I think this would be ok as a trial (my only worry is that it might be too small a scale for a trial but it's certainly better than nothing). To give my thoughts on the points raised above, a logged out user (and logged in users as well) should have a link, either as a tab at the top of the page (as on the German wikipedia) or in as a link in the top right corner of the page, which would take them to the most recent version (and back again to the sighted version).
On how to keep it only to featured articles, I would make it so that only admins can first turn on flagged revisions on a page or turn it off again if an article is defeatured. Any admin who flags a non featured article or deflags a still featured article should be taken to the administrators' noticeboard as a first step and it should be treated as wheel warring if they were aware of what they were doing. Davewild (talk) 09:31, 11 November 2008 (UTC)

• [PROVIDED RECORDS]:

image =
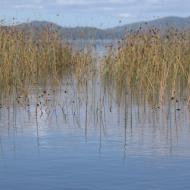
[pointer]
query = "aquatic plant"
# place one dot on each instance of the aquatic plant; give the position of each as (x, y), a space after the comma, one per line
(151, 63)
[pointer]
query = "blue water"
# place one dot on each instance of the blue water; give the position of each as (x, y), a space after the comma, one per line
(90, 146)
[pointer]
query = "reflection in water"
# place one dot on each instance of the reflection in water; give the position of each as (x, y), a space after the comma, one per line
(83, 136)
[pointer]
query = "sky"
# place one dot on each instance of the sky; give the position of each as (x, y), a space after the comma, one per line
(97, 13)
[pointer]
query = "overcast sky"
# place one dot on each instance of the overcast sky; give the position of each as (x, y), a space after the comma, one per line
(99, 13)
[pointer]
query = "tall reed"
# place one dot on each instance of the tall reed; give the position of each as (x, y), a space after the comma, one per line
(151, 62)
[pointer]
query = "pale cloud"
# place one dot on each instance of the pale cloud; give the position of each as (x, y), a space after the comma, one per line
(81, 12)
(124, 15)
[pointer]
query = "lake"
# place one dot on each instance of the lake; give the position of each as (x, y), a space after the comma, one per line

--

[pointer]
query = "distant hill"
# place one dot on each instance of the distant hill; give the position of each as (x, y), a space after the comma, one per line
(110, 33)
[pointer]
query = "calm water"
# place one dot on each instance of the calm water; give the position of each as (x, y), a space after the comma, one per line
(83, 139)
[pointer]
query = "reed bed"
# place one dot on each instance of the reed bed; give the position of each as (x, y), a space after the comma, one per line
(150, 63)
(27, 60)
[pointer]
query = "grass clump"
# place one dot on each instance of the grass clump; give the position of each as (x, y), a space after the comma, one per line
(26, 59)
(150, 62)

• [WHAT YOU SHOULD DO]:
Answer these questions using the comment on flagged revisions:
1. Where on the page could the link to the most recent version be placed?
2. Who would be the only users allowed to turn flagged revisions on or off for a page?
3. As a first step, where should an admin who flags a non-featured article be taken?

• [SOLUTION]:
1. As a tab at the top of the page, as on the German Wikipedia, or as a link in the top right corner of the page.
2. Admins.
3. The administrators' noticeboard.